Extract>
---

Scott A. Thomson is an Australian herpetologist, paleontologist, and taxonomist, specialising in turtles of the family Chelidae.

Education
Thomson attended the University of Canberra for both his bachelor's and master's degrees in applied sciences, studying zoology and mathematics.

Career
Thomson is a researcher at the Museum of Zoology of the University of São Paulo and curator at the Chelonian Research Institute in Oviedo, Florida. He is active in resolving nomenclatural issues, a member of the Tortoise and Freshwater Turtle Specialist Group of the IUCN's Species Survival Commission, and co-author of the 2015 checklist of extinct Pleistocene and Holocene turtles. Thomson advocates for science-based rather than political- or conservation-driven taxonomy.

---

[Records excerpted from a collection]
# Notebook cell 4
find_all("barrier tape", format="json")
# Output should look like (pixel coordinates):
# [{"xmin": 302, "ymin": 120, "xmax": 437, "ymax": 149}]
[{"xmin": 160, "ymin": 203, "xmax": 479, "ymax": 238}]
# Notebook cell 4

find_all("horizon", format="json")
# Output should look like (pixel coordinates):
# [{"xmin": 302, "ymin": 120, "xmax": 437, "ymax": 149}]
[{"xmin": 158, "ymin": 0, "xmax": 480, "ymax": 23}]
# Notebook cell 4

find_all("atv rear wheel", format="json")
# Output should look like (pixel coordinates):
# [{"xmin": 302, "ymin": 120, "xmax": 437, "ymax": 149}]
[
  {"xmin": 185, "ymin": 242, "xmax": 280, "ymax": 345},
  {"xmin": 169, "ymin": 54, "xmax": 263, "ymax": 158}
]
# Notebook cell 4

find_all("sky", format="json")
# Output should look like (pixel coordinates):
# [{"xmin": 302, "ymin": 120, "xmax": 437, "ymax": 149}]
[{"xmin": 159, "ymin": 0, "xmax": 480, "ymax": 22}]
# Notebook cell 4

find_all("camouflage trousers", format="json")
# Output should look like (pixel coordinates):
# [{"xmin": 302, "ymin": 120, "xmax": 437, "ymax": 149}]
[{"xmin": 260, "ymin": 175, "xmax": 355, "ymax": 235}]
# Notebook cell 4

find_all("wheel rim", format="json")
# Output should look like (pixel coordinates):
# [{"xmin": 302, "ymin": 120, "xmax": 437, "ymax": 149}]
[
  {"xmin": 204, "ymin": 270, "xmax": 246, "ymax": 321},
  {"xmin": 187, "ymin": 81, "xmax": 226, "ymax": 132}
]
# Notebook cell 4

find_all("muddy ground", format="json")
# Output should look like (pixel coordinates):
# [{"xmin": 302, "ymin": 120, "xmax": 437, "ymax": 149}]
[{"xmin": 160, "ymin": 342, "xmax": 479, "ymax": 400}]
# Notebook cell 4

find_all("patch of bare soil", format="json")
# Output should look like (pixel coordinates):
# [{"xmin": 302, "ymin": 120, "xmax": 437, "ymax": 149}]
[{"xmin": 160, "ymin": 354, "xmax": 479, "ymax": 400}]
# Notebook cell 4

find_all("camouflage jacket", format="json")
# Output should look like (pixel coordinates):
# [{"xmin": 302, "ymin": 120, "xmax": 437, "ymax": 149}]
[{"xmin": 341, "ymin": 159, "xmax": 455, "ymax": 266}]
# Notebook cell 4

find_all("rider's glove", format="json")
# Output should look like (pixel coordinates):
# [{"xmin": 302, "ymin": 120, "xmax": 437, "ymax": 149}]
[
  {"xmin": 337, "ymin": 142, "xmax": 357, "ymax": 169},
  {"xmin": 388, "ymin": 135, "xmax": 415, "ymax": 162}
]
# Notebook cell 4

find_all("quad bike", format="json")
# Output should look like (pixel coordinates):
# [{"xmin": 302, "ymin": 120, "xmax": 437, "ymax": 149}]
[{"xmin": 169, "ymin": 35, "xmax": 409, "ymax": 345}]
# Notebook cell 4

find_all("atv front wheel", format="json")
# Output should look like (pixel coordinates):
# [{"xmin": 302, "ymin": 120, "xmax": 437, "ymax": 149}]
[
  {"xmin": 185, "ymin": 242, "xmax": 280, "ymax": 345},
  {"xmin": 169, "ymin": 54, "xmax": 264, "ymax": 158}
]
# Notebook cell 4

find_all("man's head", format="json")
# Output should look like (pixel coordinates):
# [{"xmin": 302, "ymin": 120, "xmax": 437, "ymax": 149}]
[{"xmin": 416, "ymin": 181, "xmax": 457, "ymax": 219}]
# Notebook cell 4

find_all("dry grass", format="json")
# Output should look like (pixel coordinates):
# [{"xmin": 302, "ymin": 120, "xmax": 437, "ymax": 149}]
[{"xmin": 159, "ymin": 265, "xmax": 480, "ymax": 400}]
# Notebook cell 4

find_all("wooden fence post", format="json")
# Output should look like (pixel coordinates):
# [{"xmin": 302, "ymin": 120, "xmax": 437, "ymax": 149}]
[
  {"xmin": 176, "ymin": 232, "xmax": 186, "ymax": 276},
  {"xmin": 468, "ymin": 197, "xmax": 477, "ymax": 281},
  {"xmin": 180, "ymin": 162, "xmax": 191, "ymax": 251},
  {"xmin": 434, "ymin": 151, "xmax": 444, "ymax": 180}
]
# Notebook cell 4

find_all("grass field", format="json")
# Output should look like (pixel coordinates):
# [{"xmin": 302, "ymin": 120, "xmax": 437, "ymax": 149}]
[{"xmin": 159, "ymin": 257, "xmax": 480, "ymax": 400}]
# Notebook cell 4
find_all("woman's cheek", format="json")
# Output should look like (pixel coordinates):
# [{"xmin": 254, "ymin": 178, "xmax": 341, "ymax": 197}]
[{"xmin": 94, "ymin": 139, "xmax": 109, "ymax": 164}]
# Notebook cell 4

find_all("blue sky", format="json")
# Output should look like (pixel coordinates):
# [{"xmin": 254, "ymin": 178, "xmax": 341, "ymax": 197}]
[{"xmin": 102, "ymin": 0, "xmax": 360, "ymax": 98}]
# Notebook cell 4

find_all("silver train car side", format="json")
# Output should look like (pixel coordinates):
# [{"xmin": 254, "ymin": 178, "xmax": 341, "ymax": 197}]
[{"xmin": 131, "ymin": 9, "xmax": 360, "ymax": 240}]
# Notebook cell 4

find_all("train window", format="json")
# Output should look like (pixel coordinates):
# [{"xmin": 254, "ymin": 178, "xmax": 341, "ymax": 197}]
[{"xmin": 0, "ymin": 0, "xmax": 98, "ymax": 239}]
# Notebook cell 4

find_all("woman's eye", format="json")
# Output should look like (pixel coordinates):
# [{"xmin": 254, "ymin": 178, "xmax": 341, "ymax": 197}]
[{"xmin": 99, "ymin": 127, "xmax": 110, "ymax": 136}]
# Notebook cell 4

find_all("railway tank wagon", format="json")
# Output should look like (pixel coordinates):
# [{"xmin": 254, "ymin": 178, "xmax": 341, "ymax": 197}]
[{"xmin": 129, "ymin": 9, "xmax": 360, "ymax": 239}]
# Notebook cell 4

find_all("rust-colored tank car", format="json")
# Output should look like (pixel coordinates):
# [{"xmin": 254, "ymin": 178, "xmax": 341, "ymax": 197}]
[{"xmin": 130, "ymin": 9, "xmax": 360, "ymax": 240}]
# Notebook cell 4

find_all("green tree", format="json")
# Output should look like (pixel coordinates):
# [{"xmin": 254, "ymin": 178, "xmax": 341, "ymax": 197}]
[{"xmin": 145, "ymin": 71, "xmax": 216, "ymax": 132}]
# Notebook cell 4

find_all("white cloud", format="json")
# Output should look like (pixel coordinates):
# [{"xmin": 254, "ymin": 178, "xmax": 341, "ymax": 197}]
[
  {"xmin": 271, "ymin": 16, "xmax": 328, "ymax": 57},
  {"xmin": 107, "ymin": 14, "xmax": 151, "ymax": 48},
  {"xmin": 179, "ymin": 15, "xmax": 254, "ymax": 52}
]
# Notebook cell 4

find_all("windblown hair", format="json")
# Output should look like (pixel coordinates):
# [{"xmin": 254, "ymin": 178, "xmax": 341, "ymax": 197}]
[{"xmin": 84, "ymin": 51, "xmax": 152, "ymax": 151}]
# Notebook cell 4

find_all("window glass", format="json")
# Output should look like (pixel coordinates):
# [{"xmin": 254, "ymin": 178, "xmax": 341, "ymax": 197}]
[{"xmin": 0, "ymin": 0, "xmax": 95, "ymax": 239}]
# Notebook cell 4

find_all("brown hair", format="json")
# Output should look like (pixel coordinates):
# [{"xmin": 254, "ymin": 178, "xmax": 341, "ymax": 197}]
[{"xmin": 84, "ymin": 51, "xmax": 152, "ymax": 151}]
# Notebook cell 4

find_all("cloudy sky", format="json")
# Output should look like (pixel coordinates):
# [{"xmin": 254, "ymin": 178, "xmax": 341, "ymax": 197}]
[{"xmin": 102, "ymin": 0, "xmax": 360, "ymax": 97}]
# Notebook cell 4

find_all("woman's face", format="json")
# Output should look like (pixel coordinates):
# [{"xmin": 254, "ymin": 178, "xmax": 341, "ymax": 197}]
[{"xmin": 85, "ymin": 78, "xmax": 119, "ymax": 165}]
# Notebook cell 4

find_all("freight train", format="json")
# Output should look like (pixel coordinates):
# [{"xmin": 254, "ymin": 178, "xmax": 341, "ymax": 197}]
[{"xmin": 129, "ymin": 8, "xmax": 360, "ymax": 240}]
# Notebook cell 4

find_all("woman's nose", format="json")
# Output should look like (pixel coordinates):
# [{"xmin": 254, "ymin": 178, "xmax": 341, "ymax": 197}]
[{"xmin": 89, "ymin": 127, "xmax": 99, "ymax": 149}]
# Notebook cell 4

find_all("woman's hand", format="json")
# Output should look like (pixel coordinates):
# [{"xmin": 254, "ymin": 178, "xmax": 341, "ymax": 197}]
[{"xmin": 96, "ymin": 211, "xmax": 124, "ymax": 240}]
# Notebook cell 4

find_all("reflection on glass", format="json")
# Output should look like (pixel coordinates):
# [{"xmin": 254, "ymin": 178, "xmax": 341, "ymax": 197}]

---

Directions>
**A)** Return the passage of the Scott A. Thomson biography starting at "Scott A. Thomson" and ending at "or conservation-driven taxonomy.", word for word.
**B)** In the Scott A. Thomson biography, which family of turtles does he specialize in?

Expected outputs>
**A)**
Scott A. Thomson is an Australian herpetologist, paleontologist, and taxonomist, specialising in turtles of the family Chelidae.

Education
Thomson attended the University of Canberra for both his bachelor's and master's degrees in applied sciences, studying zoology and mathematics.

Career
Thomson is a researcher at the Museum of Zoology of the University of São Paulo and curator at the Chelonian Research Institute in Oviedo, Florida. He is active in resolving nomenclatural issues, a member of the Tortoise and Freshwater Turtle Specialist Group of the IUCN's Species Survival Commission, and co-author of the 2015 checklist of extinct Pleistocene and Holocene turtles. Thomson advocates for science-based rather than political- or conservation-driven taxonomy.

**B)** Chelidae